• **Given passage**:

--- BEGIN ---

Target Rate for Training Data: 0.3566026759744037
Target Rate for Validation Data: 0.27225130890052357
Target Rate for Test Data: 0.3117154811715481


**PROBLEM 3** 

- Using scikit-learn pipelines module, create a Pipeline to train a BOW naïve bayes model. We suggest the classes CountVectorizer and MultinomialNB. Include both unigrams and bigrams in your model in your vectorizer vocabulary
- Fit your classifier on your training set
- Compute the precision, recall, and F1-score on both your training and validation datasets using functions in sklearn.metrics. Use "clickbait" is your target class (I.e., y=1 for clickbait and y=0 for non-clickbait)

In [3]:
from sklearn.feature_extraction.text import CountVectorizer
from sklearn.naive_bayes import MultinomialNB
from sklearn.pipeline import Pipeline
from sklearn.metrics import precision_score, recall_score, f1_score

In [4]:
# Target
y_train = (train_data['label'] == 'clickbait').astype(int)

--- END ---

[Rows from a dataset for labeling boxes]

--- BEGIN ---

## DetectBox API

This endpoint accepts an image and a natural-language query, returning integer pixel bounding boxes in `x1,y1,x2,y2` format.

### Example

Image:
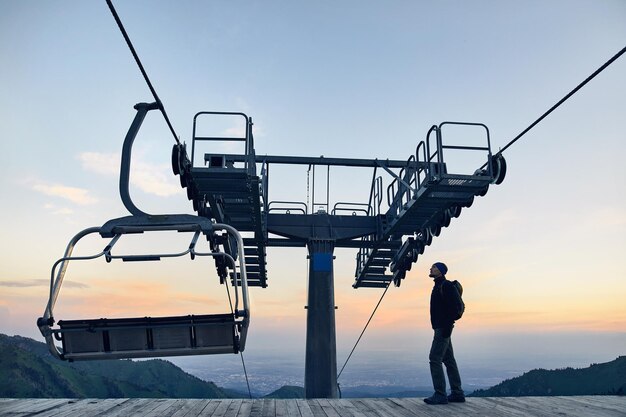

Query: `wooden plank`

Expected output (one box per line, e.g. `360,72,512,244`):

--- END ---

• **Actions to take**:
- a) Repeat everything in the clickbait classifier excerpt from "- Using scikit-learn" down to "(train_data['label'] == 'clickbait').astype(int)".
- b) Answer these questions from the clickbait classifier excerpt:
(i) What target rate is listed for the validation data?
(ii) Which two scikit-learn classes are suggested for building the pipeline?
(iii) Which class is designated as the target class?
- c) Pick up the clickbait classifier excerpt at the point where it stops and keep writing it.
The records have no connection to the clickbait classifier excerpt.

• **Answers for the tasks**:
- a)
- Using scikit-learn pipelines module, create a Pipeline to train a BOW naïve bayes model. We suggest the classes CountVectorizer and MultinomialNB. Include both unigrams and bigrams in your model in your vectorizer vocabulary
- Fit your classifier on your training set
- Compute the precision, recall, and F1-score on both your training and validation datasets using functions in sklearn.metrics. Use "clickbait" is your target class (I.e., y=1 for clickbait and y=0 for non-clickbait)

In [3]:
from sklearn.feature_extraction.text import CountVectorizer
from sklearn.naive_bayes import MultinomialNB
from sklearn.pipeline import Pipeline
from sklearn.metrics import precision_score, recall_score, f1_score

In [4]:
# Target
y_train = (train_data['label'] == 'clickbait').astype(int)

- b)
(i) 0.27225130890052357
(ii) CountVectorizer and MultinomialNB
(iii) "clickbait" (y=1 for clickbait and y=0 for non-clickbait)

- c)
y_validation = (validation_data['label'] == 'clickbait').astype(int)

In [5]:
pipeline = Pipeline([
    ('vectorizer', CountVectorizer(ngram_range=(1, 2))),  # Include unigrams and bigrams
    ('classifier', MultinomialNB())
])

pipeline.fit(train_data['text'], y_train)

In [6]:
# Predictions on both training and validation datasets
y_train_pred = pipeline.predict(train_data['text'])
y_validation_pred = pipeline.predict(validation_data['text'])

# Compute precision, recall, and F1-score on the training dataset
precision_train = precision_score(y_train, y_train_pred)
recall_train = recall_score(y_train, y_train_pred)
f1_train = f1_score(y_train, y_train_pred)

# Compute precision, recall, and F1-score on the validation dataset
precision_validation = precision_score(y_validation, y_validation_pred)
recall_validation = recall_score(y_validation, y_validation_pred)
f1_validation = f1_score(y_validation, y_validation_pred)

# Print the results
print("Training Metrics:")
print(f"Precision: {precision_train:.2f}")
print(f"Recall: {recall_train:.2f}")
print(f"F1-score: {f1_train:.2f}")
print("\nValidation Metrics:")
print(f"Precision: {precision_validation:.2f}")
print(f"Recall: {recall_validation:.2f}")
print(f"F1-score: {f1_validation:.2f}")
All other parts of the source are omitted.